* **ARTICLE**
⟨

Prerequisites
The student should have a solid knowledge of linear algebra and multivariable calculus. The student should also have knowledge of linear programming (including linear programming duality) and convex analysis to the level of being able to follow the text and do the exercises from:

  • Chapters 1 and 2 (including the exercises) from the book 'Linear Programming, A Concise Introduction, Thomas S. Ferguson' (https://www.math.ucla.edu/~tom/LP.pdf)
  • Exercises 2.1, 2.2, 2.12, 3.1, 3.3, 3.5, and 3.7 from the book 'Convex Optimization, Stephen Boyd and Lieven Vandenberghe' (http://stanford.edu/~boyd/cvxbook)

Aim of the course
Continuous optimization is the branch of optimization where we optimize a (differentiable) function over continuous (as opposed to discrete) variables. Here the variables can be constrained by (differentiable) equality and inequality constraints as well as by convex cone constraints. Optimization problems like this occur naturally and commonly in science and engineering and also occur as relaxations of discrete optimization problems. Differentiability of the functions defining the problems allows for the use of multivariable calculus and linear algebra techniques to study the problems and to design and analyze efficient algorithms.

⟩

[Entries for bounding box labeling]
⟨

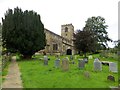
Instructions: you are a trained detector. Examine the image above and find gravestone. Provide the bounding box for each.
[88,55,93,59]
[107,75,115,82]
[83,58,88,63]
[70,55,73,61]
[84,71,90,78]
[44,56,48,65]
[55,59,60,68]
[78,59,85,69]
[11,56,16,61]
[109,62,118,72]
[94,58,102,71]
[62,57,69,71]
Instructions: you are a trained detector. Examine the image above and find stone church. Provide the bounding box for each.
[44,24,75,55]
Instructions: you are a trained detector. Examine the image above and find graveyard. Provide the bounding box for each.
[17,54,118,88]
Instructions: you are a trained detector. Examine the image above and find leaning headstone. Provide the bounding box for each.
[62,58,69,71]
[107,75,115,82]
[70,55,73,61]
[88,55,93,59]
[78,59,85,69]
[55,59,60,68]
[11,56,16,61]
[44,56,48,65]
[84,71,90,78]
[94,58,102,71]
[83,58,88,63]
[109,62,118,72]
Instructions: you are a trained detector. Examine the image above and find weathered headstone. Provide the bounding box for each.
[62,57,69,71]
[78,59,85,69]
[11,56,16,61]
[83,58,88,63]
[55,59,60,68]
[70,55,73,61]
[44,56,48,65]
[84,71,90,78]
[88,55,93,59]
[107,75,115,82]
[94,58,102,71]
[109,62,118,72]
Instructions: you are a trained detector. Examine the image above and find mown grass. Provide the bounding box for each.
[19,55,118,88]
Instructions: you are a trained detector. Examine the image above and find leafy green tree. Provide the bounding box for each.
[84,16,112,49]
[75,30,96,57]
[2,7,46,58]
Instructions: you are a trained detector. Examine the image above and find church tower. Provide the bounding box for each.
[61,24,74,40]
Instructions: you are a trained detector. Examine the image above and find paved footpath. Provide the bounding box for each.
[2,60,23,89]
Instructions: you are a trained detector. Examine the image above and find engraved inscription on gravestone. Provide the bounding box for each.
[94,58,102,71]
[44,56,48,65]
[62,57,69,71]
[109,62,118,72]
[55,59,60,68]
[78,59,85,69]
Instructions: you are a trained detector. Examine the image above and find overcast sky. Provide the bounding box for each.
[0,0,119,47]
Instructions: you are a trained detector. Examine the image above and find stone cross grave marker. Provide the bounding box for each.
[94,58,102,71]
[44,56,48,65]
[78,59,85,69]
[55,59,60,68]
[62,57,69,71]
[109,62,118,72]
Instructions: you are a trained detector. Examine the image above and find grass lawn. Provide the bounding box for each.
[18,55,118,88]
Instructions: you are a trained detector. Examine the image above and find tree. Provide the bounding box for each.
[75,30,96,57]
[84,16,112,48]
[2,7,46,58]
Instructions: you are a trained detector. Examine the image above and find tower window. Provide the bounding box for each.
[65,27,68,32]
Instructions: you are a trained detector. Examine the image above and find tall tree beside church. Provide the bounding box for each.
[2,7,46,58]
[84,16,112,49]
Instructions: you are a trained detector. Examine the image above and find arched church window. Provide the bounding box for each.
[65,27,68,32]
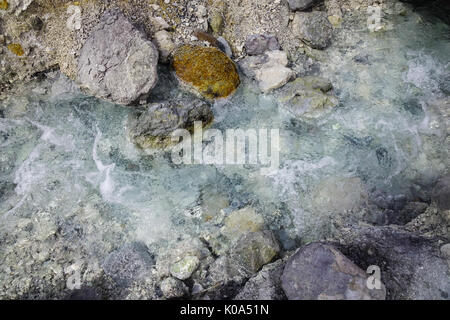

⟩

* **WORK TO COMPLETE**
1 > Answer these questions about the course description on continuous optimization:
(a) Which chapters of Ferguson's book on linear programming should the student be able to follow?
(b) Besides occurring in science and engineering, as what else do these optimization problems occur?
(c) Which exercises from the book on convex optimization are listed?
2 > Write a continuation of the course description on continuous optimization, beginning after its last sentence.

* **TASK RESPONSES**
1 >
(a) Chapters 1 and 2, including the exercises.
(b) As relaxations of discrete optimization problems.
(c) Exercises 2.1, 2.2, 2.12, 3.1, 3.3, 3.5, and 3.7.

2 >
In this course we study the theory, algorithms, and some applications of continuous optimization. In the theory part we discuss convexity, Lagrangian duality, optimality conditions, conic programming, and an application in information theory. In the algorithmic part we discuss derivative free methods, first order optimization methods, neural networks/supervised learning, second order optimization methods, interior point methods, and support vector machines. For some of these algorithms we discuss the convergence analysis.

Lecturer
David de Laat (TU Delft)